La transformation de la mobilité du quotidien inclut plus de justice sociale. Quel regard portez-vous sur cette combinaison transition écologique et justice sociale ?
BB. L’objectif du champ de compétence de la Mobilité Solidaire est d’apporter des solutions correctives aux publics vulnérables qui subissent des freins à leurs besoins de mobilité. La Région a la compétence pour « coordonner » les actions des différentes collectivités locales (Communes, EPCI, départements) avec ses propres actions, dans un souci d’équité des territoires. La Présidente de Région, Carole Delga, et son Vice-Président, ont affirmé leur ambition d’équité sociale et d’équité entre les territoires au travers des actions présentées précédemment, ainsi que leur ambition sur l’enjeu d’une transition écologique rapide. Pour traduire techniquement ces ambitions de l’exécutif régional, nous, techniciens de la Région, devons faire face à un enjeu de taille : La transition écologique exige de repenser fondamentalement nos services de mobilités en les articulant autour du réseau ferroviaire liO : mode de transport le plus vertueux sur le plan environnemental et le réseau Car liO. Personne ne peut échapper à cette transition écologique et toutes les contraintes qu’elle impose font partie intégrante de notre réflexion. Comme je le disais, aujourd’hui toutes les solutions de mobilités sont envisagées pour répondre aux besoins des populations afin de pouvoir leur redonner de l’autonomie. La transition écologique et la mobilité solidaire constituent l’opportunité de déployer des projets de territoires, et dans la région ils sont nombreux, travailler au désenclavement et favoriser ainsi l’égalité des chances. Le fil conducteur pour clarifier le niveau d’investigation de la Région dans le foisonnement actuel des solutions possibles, c’est la notion de « services de mobilité d’intérêt public régional ».

----

Rédigez la suite du texte sur la mobilité solidaire et la transition écologique, en reprenant juste après sa dernière phrase. Les items proviennent d'une source distincte de celle du texte.

[Items fournis]
----

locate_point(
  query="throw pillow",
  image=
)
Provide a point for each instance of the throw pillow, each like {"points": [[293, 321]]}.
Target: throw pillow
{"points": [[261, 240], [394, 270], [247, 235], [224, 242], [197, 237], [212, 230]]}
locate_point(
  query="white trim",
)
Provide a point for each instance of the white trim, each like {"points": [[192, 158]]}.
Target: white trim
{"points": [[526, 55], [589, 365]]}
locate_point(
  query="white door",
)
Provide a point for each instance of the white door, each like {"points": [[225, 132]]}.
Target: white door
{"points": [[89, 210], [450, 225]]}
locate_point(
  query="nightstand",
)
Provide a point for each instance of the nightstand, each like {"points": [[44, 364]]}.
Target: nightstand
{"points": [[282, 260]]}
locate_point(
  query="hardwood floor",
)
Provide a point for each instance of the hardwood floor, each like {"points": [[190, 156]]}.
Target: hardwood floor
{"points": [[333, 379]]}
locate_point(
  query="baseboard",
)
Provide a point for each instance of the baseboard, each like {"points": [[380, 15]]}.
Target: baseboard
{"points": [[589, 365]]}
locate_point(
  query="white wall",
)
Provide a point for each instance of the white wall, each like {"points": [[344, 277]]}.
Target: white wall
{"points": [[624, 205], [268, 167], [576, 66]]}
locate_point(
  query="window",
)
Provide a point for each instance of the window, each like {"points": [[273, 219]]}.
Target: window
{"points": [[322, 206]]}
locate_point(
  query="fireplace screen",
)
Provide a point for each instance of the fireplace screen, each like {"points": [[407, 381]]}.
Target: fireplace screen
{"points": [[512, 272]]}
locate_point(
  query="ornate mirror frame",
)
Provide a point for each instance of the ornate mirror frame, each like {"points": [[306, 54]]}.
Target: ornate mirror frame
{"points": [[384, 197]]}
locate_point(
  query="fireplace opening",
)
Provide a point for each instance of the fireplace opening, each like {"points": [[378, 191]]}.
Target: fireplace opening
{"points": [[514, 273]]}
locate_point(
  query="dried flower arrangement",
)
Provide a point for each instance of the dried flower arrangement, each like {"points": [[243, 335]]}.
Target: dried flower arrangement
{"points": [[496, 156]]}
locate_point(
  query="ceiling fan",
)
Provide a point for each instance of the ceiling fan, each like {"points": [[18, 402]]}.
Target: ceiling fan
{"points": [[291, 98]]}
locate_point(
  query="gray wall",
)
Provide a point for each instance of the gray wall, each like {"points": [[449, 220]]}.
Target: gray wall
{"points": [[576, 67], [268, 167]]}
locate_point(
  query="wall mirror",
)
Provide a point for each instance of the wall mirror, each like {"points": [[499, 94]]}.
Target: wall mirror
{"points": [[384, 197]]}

----

[Résultat de l'exercice]
Quels sont les enjeux en matière de mobilité dans les 10 prochaines années ?
BB. Au-delà du défi de la mobilité pour tous, il nous faut, compte tenu des contraintes environnementales s’attaquer aux mobilités des derniers kilomètres : c’est un point prioritaire de la feuille de route fixée par le vice-président. Il nous faut trouver des solutions concrètes là où les transports en commun ne vont pas parce que les territoires sont trop enclavés mais aussi parce que la fréquentation est trop faible notamment aux heures creuses. Pour ces territoires des derniers kilomètres, les nouvelles mobilités ont tout leur sens : à commencer par le covoiturage dont la Région s’est déjà saisie. L’enjeu fondamental pour la Région, est d’amarrer ces nouveaux services de mobilités qui émergent spontanément, aux transports publics structurants, déjà existants (train et car liO principalement) sans générer des surcoûts de fonctionnement que les collectivités locales, quelles qu’elles soient, ne seraient pas en mesure d’assurer. Parmi ces services émergeants, un grand nombre s’appuie sur l’entraide de l’ensemble de la société civile, avec l’appui des pouvoirs publics : nous entrons alors dans le registre de la mobilité solidaire.